> Tasks for this exercise
1. In the BeautifulSoup question below, rewrite the passage starting at "I need to have" and ending at "1950s–1960s Americana END_A.", changing "songwriter" to "lyricist".
2. In the BeautifulSoup question below, which two markers enclose the linked words in the desired output format?

> Quoted text

== == ==

How to extract paragraph content and mark the text embedded to a link using BeautifulSoup

Question:

Given a paragraph on a Wikipedia page (i.e. Lana Del Ray) using BeautifulSoup I need to extract the text from the paragraph and mark the word or set of words that have enclosed a link.

For example, consider the first sentences of the first paragraph:

Elizabeth Woolridge Grant (born June 21, 1985), known professionally
as Lana Del Rey, is an American singer and songwriter. Her music is
noted for its cinematic quality and exploration of tragic romance,
glamour, and melancholia, containing references to contemporary pop
culture
and 1950s–1960s Americana.

I need to have it in this format:

Elizabeth Woolridge Grant (born June 21, 1985), known professionally
as Lana Del Rey, is an American singer and songwriter. Her music is
noted for its cinematic quality and exploration of tragic romance,
START_A glamour END_A, and START_A melancholia END_A, containing references to contemporary START_A pop
culture END_A and START_A 1950s–1960s Americana END_A.

Until now I could extract either one paragraph or link separately using something like this:

from urllib import request
from bs4 import BeautifulSoup
soup = BeautifulSoup(request.urlopen("https://en.wikipedia.org/wiki/Lana_Del_Rey").read())

 for tag in soup.select('p a[href]'):
     if tag['href'].startswith('/wiki/'):
         text = tag.text.strip()
         print(text)

== == ==

> Records provided
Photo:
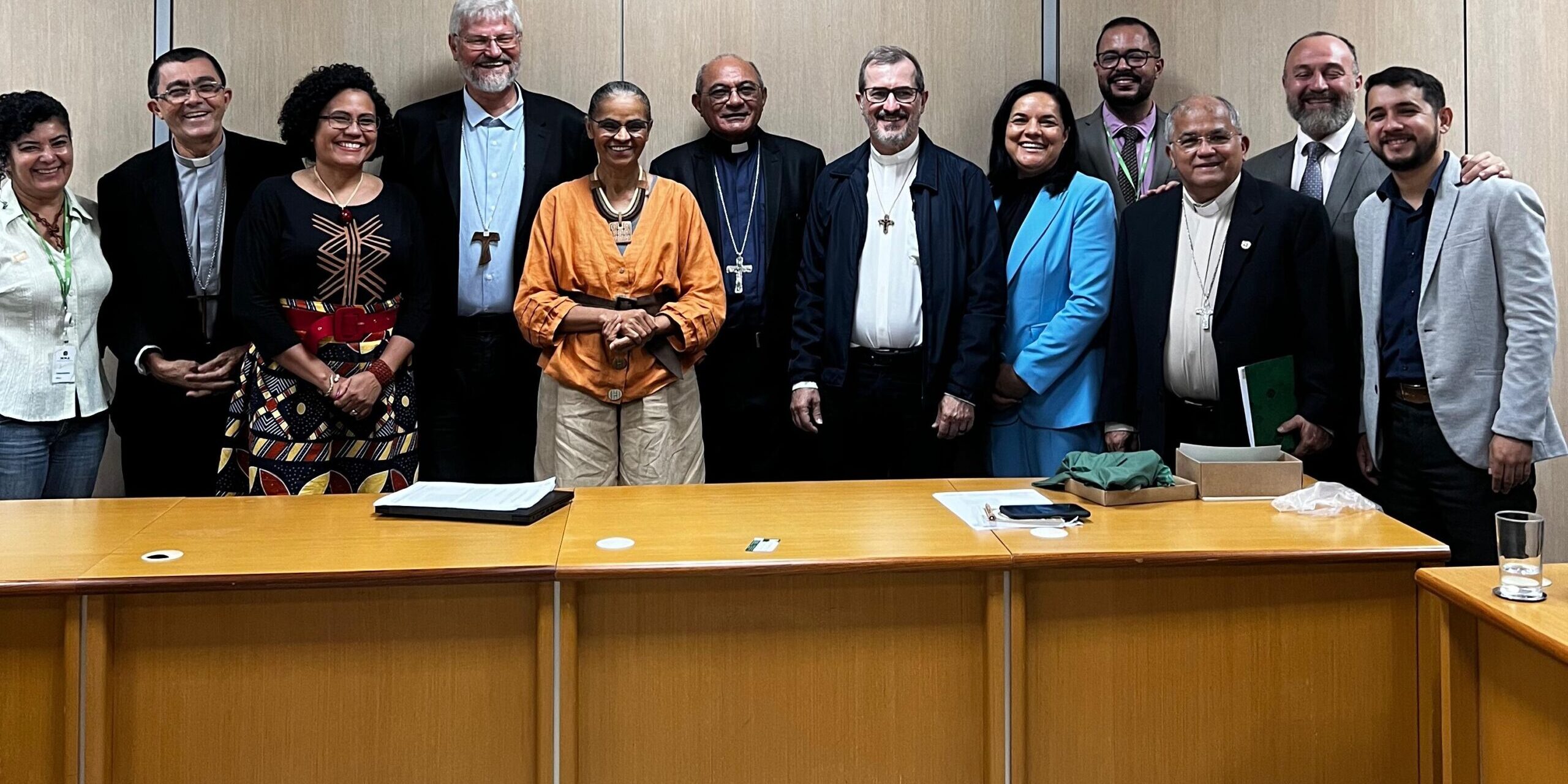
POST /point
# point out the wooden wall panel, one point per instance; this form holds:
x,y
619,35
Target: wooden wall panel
x,y
568,48
810,52
1236,48
34,689
1517,108
91,55
396,686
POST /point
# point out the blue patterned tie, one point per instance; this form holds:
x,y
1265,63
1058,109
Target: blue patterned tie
x,y
1313,178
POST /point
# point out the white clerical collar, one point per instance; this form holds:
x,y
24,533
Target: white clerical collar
x,y
1335,141
899,157
1213,208
201,164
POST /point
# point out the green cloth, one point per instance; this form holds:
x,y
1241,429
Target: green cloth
x,y
1112,471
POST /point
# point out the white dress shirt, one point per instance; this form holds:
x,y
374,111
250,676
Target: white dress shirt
x,y
1330,160
32,314
1191,368
888,301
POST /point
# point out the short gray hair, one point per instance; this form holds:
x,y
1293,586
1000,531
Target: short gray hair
x,y
755,69
1191,104
891,57
465,12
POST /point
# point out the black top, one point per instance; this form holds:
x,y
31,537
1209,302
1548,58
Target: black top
x,y
294,245
1404,251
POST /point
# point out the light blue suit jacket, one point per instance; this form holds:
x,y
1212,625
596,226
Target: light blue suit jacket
x,y
1059,276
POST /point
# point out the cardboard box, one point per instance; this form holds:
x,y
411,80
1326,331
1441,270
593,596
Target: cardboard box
x,y
1228,480
1185,490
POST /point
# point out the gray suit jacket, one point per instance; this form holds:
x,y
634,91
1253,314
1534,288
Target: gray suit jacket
x,y
1098,160
1487,314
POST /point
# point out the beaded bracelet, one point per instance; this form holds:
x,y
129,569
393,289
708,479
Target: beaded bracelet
x,y
382,371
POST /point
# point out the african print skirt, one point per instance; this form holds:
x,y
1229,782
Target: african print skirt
x,y
286,438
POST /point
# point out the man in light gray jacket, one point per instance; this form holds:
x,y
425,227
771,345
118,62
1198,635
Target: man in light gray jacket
x,y
1459,325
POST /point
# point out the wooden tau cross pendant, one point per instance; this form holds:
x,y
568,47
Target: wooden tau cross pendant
x,y
485,239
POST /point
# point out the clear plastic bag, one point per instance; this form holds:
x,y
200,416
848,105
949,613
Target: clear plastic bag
x,y
1324,499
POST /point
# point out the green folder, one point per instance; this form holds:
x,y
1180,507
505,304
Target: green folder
x,y
1269,401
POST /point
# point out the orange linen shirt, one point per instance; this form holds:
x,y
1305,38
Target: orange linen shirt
x,y
571,250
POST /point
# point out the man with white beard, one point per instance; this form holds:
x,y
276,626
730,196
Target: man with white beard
x,y
902,292
480,160
1330,162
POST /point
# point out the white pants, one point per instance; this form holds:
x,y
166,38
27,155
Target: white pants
x,y
587,443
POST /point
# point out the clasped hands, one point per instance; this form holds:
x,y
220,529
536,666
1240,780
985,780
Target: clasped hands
x,y
626,330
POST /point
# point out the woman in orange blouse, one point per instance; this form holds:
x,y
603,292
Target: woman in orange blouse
x,y
622,292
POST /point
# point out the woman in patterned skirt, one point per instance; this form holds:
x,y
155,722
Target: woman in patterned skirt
x,y
331,287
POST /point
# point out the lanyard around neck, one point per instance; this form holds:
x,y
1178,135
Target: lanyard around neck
x,y
62,272
1144,165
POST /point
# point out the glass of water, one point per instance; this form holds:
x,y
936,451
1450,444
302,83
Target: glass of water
x,y
1520,556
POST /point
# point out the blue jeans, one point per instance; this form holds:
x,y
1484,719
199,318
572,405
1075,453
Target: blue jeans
x,y
51,460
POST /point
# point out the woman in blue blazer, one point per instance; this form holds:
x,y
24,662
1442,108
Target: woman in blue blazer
x,y
1060,231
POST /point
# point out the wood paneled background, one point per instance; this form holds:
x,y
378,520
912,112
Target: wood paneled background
x,y
808,52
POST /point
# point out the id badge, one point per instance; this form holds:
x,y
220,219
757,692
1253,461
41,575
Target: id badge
x,y
65,366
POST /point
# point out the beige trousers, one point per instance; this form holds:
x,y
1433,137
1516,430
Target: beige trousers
x,y
587,443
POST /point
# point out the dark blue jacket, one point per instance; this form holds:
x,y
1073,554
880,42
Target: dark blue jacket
x,y
962,272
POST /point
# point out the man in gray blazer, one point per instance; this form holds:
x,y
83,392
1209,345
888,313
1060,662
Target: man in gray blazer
x,y
1459,328
1330,162
1123,140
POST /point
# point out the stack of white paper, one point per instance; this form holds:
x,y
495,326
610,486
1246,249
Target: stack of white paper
x,y
472,497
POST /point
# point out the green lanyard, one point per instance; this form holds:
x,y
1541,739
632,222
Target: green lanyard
x,y
1144,167
63,275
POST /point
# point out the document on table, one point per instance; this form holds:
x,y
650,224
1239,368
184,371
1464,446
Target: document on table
x,y
468,496
970,507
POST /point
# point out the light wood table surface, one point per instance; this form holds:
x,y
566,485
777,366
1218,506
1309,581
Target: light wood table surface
x,y
320,540
1494,678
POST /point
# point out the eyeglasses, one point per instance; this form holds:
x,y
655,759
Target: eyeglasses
x,y
1136,59
342,119
1192,141
900,94
482,43
745,90
634,127
181,94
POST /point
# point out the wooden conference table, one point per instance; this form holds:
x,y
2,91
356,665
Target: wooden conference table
x,y
1501,671
883,640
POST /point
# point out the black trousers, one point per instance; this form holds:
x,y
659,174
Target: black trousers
x,y
1424,485
747,429
181,457
878,426
479,390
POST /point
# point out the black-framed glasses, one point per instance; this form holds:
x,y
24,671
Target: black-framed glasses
x,y
1134,59
900,94
1192,141
342,119
634,127
745,90
482,43
183,94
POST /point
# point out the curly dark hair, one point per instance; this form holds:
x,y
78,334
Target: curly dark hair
x,y
21,113
301,112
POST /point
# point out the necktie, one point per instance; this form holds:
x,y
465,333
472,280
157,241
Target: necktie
x,y
1129,162
1313,178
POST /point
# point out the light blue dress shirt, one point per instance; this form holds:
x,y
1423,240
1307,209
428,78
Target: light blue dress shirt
x,y
491,197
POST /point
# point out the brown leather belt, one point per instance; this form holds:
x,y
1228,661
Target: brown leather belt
x,y
1412,393
664,353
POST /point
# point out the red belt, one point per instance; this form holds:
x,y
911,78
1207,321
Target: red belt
x,y
344,325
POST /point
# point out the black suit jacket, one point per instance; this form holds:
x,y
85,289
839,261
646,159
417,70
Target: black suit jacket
x,y
789,170
963,272
424,157
145,245
1278,294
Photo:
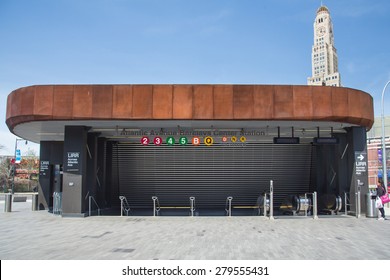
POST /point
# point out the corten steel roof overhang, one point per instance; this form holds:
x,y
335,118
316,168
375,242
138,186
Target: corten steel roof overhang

== == ==

> The replies
1.
I need to have it in this format:

Elizabeth Woolridge Grant (born June 21, 1985), known professionally
as Lana Del Rey, is an American singer and lyricist. Her music is
noted for its cinematic quality and exploration of tragic romance,
START_A glamour END_A, and START_A melancholia END_A, containing references to contemporary START_A pop
culture END_A and START_A 1950s–1960s Americana END_A.

2. START_A and END_A